-- Opening Marker --
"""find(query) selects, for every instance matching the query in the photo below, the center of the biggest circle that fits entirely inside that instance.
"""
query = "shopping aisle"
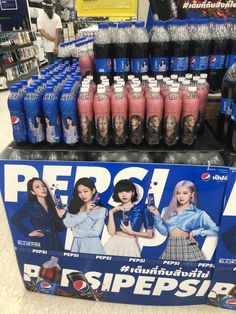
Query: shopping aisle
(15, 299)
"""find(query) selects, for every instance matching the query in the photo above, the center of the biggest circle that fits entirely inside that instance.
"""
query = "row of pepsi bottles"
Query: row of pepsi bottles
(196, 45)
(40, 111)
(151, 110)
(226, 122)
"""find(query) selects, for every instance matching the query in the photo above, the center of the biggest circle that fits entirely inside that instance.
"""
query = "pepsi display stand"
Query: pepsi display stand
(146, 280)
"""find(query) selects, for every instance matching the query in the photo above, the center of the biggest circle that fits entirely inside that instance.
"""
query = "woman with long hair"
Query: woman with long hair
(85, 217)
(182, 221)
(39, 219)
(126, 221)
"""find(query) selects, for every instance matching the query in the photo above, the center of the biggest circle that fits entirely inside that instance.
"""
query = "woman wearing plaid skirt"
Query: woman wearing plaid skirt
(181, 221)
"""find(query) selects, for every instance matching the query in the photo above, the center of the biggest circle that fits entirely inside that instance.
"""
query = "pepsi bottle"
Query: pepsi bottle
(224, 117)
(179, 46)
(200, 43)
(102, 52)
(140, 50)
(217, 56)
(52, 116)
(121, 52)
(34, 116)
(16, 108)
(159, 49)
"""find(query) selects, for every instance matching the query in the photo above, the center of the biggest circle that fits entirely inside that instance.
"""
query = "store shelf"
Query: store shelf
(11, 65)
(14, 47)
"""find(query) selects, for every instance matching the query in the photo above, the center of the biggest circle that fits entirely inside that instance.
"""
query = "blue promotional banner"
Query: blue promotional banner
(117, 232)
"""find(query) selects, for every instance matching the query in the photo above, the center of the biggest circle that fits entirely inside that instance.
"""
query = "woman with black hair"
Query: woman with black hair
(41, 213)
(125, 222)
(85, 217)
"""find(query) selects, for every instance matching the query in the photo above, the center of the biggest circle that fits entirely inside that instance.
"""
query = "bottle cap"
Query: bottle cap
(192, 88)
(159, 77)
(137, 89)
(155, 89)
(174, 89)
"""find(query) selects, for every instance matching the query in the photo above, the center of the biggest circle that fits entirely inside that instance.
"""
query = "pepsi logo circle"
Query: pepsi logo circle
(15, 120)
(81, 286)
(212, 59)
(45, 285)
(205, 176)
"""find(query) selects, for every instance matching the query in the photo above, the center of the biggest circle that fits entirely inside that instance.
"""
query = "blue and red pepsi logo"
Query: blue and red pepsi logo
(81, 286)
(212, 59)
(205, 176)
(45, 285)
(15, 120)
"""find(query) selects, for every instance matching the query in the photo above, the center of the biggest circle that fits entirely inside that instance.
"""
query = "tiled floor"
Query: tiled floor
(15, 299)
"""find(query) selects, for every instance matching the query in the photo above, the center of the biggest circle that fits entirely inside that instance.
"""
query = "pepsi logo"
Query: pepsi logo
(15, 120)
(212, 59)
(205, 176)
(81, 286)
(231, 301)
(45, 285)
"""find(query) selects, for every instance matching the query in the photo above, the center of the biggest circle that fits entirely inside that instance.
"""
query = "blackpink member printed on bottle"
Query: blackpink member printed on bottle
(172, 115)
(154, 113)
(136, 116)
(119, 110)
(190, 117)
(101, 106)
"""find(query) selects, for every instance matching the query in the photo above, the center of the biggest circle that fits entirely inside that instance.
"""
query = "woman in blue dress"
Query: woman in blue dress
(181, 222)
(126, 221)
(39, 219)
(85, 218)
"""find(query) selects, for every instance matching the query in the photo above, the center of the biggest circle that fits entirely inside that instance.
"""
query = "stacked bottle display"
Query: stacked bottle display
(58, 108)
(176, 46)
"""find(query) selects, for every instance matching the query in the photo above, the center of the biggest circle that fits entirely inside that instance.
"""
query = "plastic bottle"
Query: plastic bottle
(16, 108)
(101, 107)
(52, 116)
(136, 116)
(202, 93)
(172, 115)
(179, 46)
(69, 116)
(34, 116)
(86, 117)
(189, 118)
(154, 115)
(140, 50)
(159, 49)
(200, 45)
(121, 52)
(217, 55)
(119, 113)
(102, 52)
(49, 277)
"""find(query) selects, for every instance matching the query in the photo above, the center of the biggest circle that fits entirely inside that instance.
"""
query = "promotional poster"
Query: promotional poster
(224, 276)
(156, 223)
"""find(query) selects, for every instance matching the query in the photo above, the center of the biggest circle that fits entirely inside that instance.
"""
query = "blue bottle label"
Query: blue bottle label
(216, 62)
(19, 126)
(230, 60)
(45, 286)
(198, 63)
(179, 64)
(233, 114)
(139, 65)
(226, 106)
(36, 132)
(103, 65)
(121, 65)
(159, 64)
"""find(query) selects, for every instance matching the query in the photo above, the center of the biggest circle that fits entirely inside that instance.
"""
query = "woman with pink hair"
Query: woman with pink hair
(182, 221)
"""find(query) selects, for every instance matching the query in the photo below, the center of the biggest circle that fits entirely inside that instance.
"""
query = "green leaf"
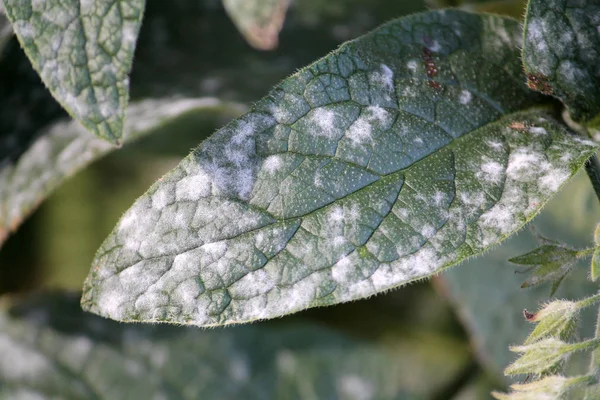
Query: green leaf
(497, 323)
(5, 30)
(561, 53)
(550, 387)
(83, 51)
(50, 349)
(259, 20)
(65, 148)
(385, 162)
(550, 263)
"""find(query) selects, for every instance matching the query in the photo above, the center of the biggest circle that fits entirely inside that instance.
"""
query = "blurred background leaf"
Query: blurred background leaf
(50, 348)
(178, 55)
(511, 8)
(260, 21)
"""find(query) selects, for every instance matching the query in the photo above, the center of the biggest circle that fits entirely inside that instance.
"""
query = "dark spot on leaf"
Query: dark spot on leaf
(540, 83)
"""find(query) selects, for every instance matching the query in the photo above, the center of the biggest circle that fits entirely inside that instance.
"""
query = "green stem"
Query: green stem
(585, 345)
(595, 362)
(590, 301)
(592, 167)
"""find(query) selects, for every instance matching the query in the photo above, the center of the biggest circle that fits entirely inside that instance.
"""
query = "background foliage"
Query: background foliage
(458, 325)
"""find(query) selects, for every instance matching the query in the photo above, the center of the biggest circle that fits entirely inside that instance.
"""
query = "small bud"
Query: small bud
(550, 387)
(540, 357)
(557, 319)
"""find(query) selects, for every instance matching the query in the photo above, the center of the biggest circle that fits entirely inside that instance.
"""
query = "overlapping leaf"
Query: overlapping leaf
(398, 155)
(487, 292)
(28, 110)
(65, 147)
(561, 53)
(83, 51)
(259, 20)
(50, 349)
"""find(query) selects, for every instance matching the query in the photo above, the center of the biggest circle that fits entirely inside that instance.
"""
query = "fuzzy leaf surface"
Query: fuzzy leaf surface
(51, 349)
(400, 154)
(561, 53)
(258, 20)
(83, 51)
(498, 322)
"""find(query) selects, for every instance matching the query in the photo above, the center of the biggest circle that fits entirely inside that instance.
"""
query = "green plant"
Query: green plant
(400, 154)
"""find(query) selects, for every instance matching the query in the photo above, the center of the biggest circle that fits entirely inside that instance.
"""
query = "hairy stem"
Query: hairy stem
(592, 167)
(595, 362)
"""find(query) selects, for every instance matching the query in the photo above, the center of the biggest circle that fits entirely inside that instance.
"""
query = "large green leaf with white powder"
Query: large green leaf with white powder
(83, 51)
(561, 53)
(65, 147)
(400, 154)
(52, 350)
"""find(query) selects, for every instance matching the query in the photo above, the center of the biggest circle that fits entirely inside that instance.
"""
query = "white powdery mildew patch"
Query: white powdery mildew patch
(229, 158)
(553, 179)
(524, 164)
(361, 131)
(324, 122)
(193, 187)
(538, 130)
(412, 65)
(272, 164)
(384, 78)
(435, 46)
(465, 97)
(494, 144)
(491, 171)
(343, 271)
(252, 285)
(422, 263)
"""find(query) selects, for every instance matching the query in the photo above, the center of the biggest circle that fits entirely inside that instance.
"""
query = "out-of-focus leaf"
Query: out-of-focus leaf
-- Closing Marker --
The lines sought are those in the data above that include the string "focus"; copy each one.

query = "out-of-focus leaf"
Query: out-of-focus leaf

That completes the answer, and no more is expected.